- Samuel's Blog - https://samuelgordonstewart.com -

Counter-intuitive

Google are very pleased with themselves at the moment as they recently purchased reCAPTCHA [1], one of the many organisations behind those squiggly sets of letter and number which attempt to make you prove that you are human and not an evil spamming robot.

CAPTCHAs, in order to work as intended, rely on the fact that computers have a hard time reading the squiggly text, but Google and reCAPTURE seem to want to make it easier for computers to recognise the squiggly text.

Since computers have trouble reading squiggly words like these, CAPTCHAs are designed to allow humans in but prevent malicious programs from scalping tickets or obtain millions of email accounts for spamming. But there’s a twist — the words in many of the CAPTCHAs provided by reCAPTCHA come from scanned archival newspapers and old books. Computers find it hard to recognize these words because the ink and paper have degraded over time, but by typing them in as a CAPTCHA, crowds teach computers to read the scanned text.

In this way, reCAPTCHA’s unique technology improves the process that converts scanned images into plain text, known as Optical Character Recognition (OCR). This technology also powers large scale text scanning projects like Google Books and Google News Archive Search.

* Task list *
a: Using the blog post about reCAPTCHA, explain why computers have difficulty recognizing the words taken from scanned archival newspapers and old books.
b: Write the next paragraph of the blog post about reCAPTCHA, picking up right after its last sentence.

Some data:
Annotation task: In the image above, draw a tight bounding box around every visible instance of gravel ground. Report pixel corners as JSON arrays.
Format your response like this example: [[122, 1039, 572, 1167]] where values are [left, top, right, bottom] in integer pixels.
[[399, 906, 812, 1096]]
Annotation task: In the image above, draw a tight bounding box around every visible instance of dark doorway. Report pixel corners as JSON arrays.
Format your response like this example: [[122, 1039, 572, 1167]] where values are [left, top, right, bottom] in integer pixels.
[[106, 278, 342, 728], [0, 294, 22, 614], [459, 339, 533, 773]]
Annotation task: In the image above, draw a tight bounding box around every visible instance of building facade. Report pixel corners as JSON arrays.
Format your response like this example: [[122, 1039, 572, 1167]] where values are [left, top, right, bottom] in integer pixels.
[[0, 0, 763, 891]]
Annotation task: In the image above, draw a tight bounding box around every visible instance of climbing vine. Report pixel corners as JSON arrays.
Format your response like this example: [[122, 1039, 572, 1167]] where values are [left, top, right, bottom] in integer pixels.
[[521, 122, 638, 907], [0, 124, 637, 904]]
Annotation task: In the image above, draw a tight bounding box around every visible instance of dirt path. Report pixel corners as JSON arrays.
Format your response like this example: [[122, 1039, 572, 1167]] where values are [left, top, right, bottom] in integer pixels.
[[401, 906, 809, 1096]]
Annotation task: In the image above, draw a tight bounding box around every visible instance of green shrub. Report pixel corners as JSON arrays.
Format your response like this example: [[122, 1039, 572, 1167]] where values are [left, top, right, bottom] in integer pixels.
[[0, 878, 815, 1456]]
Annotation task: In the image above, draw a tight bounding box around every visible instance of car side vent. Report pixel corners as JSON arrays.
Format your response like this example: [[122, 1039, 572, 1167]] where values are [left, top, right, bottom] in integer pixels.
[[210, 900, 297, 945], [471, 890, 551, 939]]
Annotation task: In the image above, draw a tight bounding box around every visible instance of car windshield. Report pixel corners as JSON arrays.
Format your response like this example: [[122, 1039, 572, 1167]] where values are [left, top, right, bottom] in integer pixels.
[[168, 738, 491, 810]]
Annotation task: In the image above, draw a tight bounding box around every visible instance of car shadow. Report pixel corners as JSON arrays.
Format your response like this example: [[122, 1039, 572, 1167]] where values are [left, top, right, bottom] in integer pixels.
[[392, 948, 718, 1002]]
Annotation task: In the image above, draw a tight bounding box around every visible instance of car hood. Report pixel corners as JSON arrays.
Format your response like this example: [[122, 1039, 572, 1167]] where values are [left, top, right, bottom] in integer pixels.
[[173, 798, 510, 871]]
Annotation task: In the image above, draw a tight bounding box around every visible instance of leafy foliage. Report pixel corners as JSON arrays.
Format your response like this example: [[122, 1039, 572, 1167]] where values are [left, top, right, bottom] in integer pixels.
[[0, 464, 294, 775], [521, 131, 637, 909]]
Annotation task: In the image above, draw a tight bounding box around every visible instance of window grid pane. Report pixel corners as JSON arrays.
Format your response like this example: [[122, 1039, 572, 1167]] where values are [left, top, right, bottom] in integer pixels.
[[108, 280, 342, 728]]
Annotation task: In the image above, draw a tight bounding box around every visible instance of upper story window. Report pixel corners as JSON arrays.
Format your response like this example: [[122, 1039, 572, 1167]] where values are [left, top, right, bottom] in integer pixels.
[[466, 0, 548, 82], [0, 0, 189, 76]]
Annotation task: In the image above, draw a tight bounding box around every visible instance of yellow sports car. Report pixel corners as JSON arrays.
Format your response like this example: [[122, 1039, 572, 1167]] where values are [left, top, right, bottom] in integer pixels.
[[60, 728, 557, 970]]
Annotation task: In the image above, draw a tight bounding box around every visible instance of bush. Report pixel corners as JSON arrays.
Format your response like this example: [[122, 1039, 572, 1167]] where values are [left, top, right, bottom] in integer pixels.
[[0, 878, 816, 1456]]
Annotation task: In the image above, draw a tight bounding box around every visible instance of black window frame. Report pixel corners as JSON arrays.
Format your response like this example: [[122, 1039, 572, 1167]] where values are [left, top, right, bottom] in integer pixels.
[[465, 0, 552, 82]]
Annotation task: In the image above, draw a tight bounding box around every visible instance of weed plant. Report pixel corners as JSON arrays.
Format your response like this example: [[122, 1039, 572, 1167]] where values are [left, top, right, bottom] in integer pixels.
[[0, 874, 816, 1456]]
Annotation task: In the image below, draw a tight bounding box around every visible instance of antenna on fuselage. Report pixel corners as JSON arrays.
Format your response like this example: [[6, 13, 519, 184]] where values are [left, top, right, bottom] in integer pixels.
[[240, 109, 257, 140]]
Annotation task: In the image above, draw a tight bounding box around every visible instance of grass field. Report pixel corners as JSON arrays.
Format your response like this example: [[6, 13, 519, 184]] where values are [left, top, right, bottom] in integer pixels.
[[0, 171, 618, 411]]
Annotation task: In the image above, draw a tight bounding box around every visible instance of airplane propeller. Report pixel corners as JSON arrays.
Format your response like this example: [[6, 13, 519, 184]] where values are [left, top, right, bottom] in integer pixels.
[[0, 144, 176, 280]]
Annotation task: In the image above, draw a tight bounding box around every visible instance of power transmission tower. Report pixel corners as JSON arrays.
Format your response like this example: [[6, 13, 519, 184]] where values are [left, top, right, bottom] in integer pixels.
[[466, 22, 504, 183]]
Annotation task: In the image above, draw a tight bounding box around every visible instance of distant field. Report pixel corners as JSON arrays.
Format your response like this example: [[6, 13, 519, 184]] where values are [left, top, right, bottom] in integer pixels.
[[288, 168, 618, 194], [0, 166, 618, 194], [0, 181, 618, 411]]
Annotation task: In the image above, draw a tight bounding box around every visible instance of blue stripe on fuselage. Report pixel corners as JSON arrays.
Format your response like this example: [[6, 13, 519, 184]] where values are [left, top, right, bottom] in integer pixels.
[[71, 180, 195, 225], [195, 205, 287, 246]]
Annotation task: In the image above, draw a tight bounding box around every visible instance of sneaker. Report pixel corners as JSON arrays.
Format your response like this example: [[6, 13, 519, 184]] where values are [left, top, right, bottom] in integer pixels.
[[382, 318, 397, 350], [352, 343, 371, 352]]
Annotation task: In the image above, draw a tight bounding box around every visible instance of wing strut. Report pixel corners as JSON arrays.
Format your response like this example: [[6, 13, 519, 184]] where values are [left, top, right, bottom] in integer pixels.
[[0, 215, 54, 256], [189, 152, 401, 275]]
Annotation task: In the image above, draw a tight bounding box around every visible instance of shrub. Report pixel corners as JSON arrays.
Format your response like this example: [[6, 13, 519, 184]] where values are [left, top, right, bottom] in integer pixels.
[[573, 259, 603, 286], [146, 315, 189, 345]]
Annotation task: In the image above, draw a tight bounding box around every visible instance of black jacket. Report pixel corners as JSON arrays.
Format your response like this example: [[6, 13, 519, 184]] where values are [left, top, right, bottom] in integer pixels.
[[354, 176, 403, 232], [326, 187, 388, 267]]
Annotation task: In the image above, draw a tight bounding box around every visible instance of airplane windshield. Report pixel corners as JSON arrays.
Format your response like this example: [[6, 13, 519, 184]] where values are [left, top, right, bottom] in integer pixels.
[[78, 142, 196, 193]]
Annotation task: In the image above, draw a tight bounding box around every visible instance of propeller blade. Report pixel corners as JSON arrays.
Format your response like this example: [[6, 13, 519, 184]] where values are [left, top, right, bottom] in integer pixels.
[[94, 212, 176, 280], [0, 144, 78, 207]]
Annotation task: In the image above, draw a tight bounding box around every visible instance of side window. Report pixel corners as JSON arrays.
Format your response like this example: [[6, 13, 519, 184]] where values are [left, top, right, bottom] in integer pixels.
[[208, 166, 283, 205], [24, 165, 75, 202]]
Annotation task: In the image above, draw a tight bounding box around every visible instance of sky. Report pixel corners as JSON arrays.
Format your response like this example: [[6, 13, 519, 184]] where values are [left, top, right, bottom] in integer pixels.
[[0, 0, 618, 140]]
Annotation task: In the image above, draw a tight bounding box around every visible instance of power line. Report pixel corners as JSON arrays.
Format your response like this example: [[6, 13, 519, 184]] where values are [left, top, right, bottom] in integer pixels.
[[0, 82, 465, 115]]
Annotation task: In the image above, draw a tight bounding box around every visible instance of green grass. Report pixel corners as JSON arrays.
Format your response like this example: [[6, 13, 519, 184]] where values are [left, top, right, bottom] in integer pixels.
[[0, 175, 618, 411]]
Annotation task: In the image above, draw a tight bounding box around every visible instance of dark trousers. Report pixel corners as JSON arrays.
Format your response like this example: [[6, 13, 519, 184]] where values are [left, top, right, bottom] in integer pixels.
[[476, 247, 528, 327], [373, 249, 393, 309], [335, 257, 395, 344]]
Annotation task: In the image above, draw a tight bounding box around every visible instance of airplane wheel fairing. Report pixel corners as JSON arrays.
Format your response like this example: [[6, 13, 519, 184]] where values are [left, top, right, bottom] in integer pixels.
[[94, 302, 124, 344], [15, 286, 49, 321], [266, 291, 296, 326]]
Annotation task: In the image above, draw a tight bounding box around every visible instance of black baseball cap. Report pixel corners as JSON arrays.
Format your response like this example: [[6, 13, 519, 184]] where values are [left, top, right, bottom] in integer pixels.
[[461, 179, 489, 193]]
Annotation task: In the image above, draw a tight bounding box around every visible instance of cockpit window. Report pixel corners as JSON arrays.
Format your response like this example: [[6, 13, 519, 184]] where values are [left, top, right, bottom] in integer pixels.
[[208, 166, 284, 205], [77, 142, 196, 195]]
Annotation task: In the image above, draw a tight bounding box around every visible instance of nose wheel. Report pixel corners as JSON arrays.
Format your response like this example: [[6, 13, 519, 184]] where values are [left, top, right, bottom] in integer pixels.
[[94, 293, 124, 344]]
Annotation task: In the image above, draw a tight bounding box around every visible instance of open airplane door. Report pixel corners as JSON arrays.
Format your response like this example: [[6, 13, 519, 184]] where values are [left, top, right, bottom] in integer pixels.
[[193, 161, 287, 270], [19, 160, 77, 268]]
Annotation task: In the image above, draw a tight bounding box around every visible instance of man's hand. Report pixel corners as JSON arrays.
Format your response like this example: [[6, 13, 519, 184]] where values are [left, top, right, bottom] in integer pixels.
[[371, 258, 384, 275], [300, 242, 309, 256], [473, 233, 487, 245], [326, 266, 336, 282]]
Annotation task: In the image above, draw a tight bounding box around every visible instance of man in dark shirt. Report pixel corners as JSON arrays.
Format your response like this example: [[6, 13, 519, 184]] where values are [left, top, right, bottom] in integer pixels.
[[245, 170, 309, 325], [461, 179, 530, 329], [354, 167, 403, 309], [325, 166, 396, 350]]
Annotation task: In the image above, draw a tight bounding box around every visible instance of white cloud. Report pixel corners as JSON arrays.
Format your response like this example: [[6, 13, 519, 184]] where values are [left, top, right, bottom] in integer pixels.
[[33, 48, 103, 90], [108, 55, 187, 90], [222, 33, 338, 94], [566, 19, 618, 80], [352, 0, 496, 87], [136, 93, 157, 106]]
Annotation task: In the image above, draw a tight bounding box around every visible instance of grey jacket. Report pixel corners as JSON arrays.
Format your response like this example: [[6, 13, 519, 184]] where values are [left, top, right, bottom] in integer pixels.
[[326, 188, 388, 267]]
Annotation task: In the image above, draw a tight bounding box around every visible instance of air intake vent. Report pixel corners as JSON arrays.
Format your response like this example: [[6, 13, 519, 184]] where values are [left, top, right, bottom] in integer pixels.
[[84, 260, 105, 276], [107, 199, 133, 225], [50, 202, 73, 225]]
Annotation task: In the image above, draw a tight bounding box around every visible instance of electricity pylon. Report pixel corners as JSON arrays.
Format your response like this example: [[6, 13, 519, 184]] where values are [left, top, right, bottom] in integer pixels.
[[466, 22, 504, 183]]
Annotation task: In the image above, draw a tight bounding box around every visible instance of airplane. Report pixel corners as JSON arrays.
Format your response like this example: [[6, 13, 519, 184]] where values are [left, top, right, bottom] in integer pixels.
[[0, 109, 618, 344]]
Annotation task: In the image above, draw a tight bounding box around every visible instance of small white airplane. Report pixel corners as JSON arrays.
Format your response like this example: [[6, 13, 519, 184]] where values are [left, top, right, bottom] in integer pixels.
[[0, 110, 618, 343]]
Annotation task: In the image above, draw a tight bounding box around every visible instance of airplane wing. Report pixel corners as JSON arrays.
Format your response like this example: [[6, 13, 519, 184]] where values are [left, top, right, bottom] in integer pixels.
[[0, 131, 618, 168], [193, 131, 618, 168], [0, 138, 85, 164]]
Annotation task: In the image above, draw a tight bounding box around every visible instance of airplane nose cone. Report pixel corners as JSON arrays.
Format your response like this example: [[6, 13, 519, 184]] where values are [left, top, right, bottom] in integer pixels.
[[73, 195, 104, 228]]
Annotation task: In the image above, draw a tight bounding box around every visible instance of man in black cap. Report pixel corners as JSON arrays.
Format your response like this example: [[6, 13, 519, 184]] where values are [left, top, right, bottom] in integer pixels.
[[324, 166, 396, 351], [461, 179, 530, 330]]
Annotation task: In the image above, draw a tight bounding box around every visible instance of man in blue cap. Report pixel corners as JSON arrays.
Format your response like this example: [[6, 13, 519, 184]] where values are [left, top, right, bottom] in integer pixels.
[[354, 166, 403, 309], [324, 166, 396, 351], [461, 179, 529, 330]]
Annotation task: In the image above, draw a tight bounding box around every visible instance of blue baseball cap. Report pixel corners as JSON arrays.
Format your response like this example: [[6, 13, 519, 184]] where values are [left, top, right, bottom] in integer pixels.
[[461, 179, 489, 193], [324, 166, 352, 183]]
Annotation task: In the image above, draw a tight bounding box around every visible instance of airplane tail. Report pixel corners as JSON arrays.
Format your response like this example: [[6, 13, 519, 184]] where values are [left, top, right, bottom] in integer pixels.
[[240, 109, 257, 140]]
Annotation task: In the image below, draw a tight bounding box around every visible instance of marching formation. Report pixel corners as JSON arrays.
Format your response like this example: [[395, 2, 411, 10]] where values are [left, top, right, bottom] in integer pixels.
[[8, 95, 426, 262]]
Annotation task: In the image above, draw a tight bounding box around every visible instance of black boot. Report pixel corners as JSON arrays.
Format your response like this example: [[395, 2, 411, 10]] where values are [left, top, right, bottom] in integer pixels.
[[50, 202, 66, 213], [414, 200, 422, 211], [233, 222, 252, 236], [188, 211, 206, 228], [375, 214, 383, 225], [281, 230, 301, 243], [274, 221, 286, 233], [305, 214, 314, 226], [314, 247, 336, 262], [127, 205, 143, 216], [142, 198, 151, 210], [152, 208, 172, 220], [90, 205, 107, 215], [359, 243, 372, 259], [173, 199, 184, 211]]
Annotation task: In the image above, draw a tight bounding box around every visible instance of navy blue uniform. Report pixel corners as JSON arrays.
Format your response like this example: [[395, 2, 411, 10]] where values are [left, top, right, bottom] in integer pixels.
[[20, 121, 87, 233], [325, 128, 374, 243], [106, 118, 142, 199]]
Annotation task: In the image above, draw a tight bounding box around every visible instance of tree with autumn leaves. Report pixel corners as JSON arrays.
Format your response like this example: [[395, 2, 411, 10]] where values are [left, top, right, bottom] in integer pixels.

* Answers per task *
a: Computers find these words hard to recognize because the ink and paper have degraded over time. When crowds type the words in as CAPTCHAs, they teach computers to read the scanned text.

b:
In this way, reCAPTCHA’s unique technology also improves computers’ ability to read CAPTCHAs, therefore defeating the whole process…although, it could already be defeated. If the letters are coming from ancient scanned newspapers, and reCAPTCHA is relying on you, the human, to teach it what the letters are, does that not therefore mean that reCAPTCHA has no idea what the letters are in the first place, and will let you in regardless of what input you provide?

Presumably reCAPTCHA is providing a combination of characters that it does and does not know in each capture, requiring you to enter the known characters correctly and hopefully the others correctly as well…but this still defeats the purpose of the CAPTCHA, as by teaching the computer how to read the squiggly text, CAPTCHAs would have to grow in complexity over time in order to stay ahead of the reading ability of computers.

And surely it is just a matter of time, if it hasn’t already happened, until malware starts taking note of what you enter for a given CAPTCHA, so that the bad guys have a CAPTCHA based Optical Character Recognition database of their own.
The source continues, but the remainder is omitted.